__Task to carry out__: Give back, unchanged, the line containing "Target: blurred person in foreground" and every line after it up to the end of the listing.

---+---

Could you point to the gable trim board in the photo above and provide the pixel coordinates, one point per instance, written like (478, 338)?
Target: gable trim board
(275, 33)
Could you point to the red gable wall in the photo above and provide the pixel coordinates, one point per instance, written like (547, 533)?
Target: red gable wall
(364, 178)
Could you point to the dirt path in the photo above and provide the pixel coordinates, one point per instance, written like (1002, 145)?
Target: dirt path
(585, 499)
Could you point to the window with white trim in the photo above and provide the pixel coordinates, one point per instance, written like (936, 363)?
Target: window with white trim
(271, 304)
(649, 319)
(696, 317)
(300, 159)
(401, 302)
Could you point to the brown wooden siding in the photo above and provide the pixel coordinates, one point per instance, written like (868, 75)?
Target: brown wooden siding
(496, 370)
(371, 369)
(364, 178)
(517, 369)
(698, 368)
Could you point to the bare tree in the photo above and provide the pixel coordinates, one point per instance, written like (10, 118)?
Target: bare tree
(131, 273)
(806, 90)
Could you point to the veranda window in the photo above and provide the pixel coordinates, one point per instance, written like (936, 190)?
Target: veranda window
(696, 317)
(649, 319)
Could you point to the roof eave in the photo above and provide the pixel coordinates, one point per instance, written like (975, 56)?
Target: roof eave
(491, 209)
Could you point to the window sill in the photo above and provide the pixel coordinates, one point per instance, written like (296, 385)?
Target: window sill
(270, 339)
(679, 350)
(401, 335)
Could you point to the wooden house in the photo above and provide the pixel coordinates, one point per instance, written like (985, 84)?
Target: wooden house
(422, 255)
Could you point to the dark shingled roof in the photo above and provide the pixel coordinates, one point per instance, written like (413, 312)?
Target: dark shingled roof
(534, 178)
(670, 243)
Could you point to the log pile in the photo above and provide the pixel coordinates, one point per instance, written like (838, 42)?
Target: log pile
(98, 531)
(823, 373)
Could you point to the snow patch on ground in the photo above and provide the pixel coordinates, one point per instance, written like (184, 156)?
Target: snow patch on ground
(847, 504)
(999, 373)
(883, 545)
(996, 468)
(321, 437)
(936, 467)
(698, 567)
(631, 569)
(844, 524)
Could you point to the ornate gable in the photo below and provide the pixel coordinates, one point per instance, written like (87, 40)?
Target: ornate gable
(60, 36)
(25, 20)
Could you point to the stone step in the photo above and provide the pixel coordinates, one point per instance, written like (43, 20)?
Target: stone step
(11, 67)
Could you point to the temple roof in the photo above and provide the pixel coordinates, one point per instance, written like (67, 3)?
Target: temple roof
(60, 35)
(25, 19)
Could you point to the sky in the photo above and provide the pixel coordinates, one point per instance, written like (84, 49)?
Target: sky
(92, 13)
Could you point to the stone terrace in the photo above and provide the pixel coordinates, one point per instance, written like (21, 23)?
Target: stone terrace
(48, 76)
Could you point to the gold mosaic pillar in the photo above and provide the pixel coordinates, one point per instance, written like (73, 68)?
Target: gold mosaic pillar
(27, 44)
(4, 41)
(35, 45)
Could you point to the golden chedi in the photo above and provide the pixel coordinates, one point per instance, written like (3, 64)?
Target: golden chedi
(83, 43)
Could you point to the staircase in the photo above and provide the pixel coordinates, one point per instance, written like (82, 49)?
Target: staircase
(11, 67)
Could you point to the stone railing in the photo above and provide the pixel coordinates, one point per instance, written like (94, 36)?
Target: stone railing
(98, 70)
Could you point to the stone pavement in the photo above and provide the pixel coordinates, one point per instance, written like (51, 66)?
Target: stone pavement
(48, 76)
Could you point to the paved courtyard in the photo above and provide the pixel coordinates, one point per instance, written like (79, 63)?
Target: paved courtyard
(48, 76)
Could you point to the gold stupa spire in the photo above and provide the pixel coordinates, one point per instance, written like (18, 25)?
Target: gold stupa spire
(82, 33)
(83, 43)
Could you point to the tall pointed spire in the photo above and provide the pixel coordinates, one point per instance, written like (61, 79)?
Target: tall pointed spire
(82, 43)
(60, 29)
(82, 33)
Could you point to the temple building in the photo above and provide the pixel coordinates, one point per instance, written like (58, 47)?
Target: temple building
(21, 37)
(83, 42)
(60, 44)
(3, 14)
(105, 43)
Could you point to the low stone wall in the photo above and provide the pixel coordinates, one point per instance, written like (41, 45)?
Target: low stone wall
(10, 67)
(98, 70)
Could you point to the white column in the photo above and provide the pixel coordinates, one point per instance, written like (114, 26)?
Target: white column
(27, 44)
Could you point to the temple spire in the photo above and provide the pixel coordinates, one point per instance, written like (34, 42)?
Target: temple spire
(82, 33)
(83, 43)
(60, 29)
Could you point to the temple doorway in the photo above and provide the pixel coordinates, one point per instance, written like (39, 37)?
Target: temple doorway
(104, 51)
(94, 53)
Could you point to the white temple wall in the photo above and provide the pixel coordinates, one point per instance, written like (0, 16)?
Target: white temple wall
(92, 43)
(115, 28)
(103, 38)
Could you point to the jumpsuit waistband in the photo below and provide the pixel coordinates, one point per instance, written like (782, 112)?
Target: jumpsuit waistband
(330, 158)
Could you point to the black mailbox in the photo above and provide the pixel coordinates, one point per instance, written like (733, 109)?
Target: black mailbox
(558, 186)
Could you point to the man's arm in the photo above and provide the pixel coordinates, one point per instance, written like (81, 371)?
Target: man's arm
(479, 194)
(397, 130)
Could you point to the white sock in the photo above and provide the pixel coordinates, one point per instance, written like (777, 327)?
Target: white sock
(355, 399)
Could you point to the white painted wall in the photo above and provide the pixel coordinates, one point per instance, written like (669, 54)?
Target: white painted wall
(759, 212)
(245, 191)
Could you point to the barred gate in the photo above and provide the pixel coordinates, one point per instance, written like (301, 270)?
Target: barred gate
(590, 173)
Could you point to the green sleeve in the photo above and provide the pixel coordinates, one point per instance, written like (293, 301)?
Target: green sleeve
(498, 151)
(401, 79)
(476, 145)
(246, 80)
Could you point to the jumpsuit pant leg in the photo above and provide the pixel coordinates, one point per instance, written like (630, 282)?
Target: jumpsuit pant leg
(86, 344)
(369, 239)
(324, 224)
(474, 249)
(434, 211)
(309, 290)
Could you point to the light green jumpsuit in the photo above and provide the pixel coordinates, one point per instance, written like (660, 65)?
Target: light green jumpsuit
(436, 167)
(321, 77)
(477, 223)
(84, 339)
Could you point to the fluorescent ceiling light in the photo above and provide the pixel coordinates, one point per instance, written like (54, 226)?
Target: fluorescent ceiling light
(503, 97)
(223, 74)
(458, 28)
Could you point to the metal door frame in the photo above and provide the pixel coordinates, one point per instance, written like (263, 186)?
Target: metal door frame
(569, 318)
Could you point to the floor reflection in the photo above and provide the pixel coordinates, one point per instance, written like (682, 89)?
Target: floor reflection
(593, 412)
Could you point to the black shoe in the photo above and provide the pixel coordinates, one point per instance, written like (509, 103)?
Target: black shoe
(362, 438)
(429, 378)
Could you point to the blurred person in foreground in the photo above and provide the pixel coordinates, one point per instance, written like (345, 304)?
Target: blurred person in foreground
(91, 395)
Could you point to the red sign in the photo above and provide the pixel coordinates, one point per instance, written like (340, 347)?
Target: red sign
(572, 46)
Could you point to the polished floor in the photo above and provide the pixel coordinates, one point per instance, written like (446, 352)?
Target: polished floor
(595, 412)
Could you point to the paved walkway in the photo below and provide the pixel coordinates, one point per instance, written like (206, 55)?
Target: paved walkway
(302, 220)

---+---

__Answer__:
Target: blurred person in foreground
(91, 395)
Could you point to the red sign in the photo above and provide the pixel coordinates, one point per instance, written like (340, 347)?
Target: red sign
(572, 46)
Could you point to the polished floor in the photo above and provide the pixel coordinates, one point per instance, written like (446, 352)?
Target: polished floor
(595, 412)
Could you point to the paved walkway in the photo below and provide the pixel coordinates, one point per instance, written like (206, 55)?
Target: paved walkway
(302, 220)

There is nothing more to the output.